__EXERCISE INSTRUCTIONS__
Your answer should be only the lines below from the one with "Task: point to every instance of the flagpole." to the one with "Target: white monument", repeated exactly, ends included.

__Data entries__
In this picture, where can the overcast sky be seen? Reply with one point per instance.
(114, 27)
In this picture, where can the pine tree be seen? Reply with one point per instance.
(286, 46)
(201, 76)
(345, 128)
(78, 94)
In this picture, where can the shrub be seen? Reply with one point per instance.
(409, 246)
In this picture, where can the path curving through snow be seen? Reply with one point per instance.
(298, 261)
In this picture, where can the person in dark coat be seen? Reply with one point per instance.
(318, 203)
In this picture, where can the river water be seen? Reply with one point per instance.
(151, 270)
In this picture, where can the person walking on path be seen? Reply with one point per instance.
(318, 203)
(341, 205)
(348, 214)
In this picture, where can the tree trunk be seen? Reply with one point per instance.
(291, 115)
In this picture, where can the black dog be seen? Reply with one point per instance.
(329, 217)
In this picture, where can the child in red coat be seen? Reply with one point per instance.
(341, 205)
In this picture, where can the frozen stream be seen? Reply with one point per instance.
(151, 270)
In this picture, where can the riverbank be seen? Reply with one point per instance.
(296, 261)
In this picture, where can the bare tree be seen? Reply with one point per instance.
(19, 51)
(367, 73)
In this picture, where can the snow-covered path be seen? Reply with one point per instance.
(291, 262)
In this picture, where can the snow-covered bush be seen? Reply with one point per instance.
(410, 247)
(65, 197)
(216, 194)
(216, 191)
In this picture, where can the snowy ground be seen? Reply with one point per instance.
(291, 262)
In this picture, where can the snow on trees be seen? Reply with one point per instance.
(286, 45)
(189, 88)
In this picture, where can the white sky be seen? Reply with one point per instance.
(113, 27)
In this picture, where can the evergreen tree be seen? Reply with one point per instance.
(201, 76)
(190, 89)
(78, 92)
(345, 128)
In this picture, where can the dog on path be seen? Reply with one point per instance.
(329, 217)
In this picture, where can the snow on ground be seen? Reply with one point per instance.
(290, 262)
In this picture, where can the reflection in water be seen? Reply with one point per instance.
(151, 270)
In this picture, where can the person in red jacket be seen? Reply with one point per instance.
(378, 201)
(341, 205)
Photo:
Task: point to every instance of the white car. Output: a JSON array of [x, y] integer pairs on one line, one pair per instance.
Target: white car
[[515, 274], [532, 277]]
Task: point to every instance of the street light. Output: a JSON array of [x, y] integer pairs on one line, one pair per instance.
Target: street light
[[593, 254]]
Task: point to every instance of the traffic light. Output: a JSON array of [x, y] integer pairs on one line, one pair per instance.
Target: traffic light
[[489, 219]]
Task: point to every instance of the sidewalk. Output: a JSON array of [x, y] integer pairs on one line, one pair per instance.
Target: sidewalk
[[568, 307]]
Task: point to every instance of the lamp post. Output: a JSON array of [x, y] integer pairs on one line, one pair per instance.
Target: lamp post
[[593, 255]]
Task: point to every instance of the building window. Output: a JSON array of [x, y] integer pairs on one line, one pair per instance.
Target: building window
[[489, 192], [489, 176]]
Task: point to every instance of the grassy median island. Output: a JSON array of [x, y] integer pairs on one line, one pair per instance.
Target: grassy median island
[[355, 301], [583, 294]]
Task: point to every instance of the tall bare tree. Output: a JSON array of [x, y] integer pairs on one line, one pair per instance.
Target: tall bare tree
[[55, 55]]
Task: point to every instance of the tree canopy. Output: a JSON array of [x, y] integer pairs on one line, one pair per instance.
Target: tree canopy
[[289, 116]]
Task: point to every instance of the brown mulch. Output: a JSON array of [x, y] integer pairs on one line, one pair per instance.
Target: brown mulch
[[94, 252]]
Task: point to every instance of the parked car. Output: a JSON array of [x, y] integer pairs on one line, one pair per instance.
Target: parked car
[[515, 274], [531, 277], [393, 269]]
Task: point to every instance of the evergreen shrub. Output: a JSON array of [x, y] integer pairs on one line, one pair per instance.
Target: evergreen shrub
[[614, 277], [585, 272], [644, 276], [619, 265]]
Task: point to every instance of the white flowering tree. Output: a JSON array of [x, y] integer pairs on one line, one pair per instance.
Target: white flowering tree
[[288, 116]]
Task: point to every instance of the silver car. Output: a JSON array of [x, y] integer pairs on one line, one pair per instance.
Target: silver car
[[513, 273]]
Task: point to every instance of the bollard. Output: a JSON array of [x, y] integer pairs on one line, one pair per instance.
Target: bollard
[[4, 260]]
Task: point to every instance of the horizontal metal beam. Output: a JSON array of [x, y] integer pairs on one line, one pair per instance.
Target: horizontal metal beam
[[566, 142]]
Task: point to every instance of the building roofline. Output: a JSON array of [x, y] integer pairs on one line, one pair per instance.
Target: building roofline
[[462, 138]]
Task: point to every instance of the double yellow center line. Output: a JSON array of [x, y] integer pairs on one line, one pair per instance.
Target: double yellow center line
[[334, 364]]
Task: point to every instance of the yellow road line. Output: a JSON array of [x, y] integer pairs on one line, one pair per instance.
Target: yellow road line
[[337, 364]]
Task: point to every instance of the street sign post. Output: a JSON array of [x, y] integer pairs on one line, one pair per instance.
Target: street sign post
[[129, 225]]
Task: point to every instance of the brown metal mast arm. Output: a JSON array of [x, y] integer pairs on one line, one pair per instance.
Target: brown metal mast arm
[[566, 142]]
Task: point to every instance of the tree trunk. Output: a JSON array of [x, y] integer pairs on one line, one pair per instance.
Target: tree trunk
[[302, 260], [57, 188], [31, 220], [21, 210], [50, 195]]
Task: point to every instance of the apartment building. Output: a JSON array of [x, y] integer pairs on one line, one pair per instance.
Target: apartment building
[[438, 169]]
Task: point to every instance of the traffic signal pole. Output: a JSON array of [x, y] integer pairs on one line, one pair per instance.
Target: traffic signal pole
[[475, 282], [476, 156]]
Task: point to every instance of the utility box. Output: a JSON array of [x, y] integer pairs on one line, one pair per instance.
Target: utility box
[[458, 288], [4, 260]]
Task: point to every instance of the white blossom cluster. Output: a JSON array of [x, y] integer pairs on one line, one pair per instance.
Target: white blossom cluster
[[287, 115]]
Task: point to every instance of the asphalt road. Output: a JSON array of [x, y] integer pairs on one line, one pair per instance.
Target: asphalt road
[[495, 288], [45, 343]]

...

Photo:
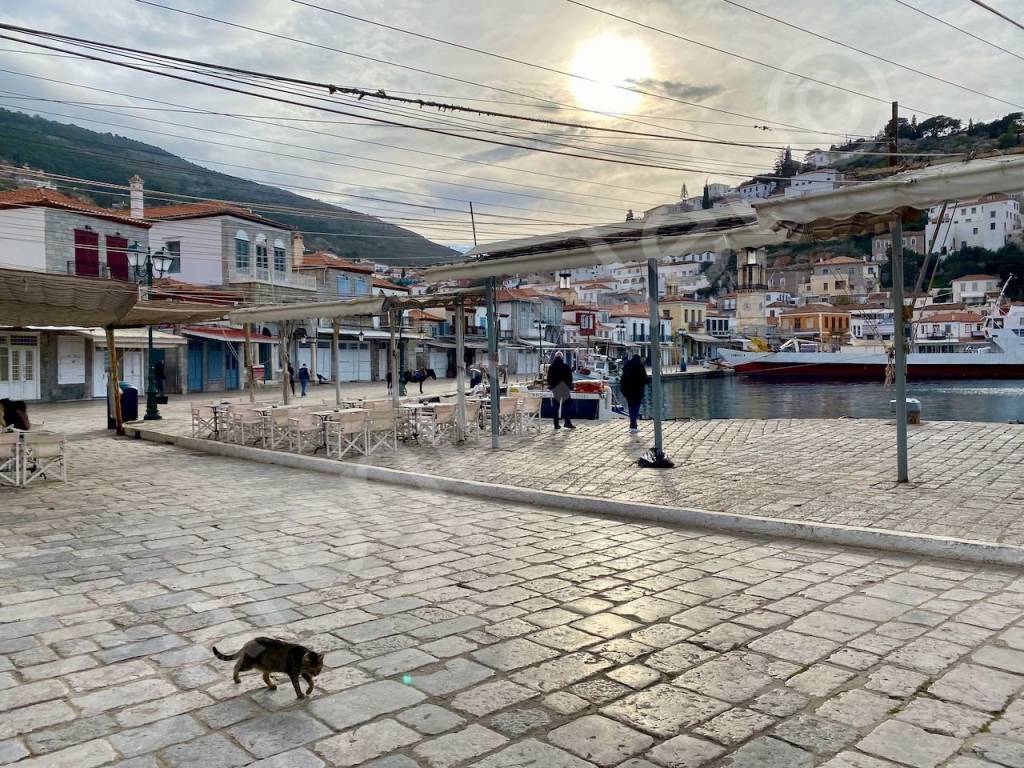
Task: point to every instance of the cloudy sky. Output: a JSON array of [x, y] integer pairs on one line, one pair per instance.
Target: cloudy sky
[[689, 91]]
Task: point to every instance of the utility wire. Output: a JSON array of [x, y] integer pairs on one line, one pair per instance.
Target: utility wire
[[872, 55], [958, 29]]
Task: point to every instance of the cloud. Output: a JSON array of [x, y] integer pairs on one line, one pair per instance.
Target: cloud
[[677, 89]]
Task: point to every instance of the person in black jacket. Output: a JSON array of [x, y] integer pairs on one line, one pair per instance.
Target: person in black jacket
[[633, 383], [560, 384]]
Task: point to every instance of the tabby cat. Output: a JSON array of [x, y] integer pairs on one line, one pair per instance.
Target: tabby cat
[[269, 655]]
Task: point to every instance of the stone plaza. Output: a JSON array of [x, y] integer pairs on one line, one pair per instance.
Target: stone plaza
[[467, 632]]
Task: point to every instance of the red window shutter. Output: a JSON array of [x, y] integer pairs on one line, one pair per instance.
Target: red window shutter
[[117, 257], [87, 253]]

...

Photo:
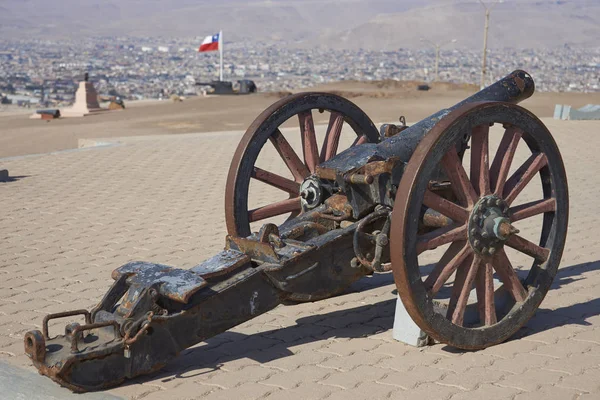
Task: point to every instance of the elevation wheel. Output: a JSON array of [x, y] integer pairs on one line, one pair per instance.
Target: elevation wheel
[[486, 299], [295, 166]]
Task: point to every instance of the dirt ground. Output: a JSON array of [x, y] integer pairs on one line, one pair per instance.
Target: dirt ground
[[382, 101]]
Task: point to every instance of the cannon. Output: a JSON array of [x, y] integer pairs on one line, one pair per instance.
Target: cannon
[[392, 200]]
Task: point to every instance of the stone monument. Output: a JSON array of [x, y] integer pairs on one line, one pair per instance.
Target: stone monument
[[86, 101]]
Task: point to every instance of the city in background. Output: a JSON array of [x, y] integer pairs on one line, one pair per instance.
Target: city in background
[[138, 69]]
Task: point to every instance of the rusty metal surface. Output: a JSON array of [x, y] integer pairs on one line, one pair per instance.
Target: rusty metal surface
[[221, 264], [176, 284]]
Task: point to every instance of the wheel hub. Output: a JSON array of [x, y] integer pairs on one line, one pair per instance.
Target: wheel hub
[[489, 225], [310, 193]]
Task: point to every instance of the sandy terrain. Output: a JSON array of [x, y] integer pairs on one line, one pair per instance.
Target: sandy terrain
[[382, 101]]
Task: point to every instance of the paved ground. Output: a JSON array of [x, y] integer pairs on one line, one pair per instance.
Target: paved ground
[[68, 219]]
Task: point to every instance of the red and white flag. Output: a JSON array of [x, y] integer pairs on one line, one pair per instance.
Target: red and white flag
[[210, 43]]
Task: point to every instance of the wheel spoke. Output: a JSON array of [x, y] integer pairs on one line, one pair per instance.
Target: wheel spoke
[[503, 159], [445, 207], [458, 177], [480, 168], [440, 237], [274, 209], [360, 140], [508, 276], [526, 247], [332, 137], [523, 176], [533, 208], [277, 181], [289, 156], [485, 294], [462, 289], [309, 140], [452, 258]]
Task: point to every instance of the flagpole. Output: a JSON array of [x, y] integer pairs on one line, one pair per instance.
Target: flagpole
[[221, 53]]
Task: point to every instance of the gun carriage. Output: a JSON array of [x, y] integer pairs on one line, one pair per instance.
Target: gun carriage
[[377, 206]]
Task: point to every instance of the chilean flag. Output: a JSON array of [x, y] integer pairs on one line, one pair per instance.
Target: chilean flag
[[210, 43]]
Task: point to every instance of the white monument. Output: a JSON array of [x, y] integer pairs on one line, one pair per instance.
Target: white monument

__WRITTEN REPLY__
Task: point to every instance of the flagpole. Output: a JSON array of [x, y] integer pairs on one line, one pair per instance.
Target: flagpole
[[221, 53]]
Task: point to every instance of the gun carriage. Output: a JSON array of [x, y] integer pairs on one line, one pair per instance.
Target: gun carriage
[[377, 206]]
Task: point to every instance of the chilean flag. Output: a JSON array of [x, y] integer pairs on one line, one pair per instance.
Target: chilean flag
[[210, 43]]
Task: point to every instance of the white monument. Output: a JSON array of [x, y] integer pairs on one line, one pair per instance.
Target: white monument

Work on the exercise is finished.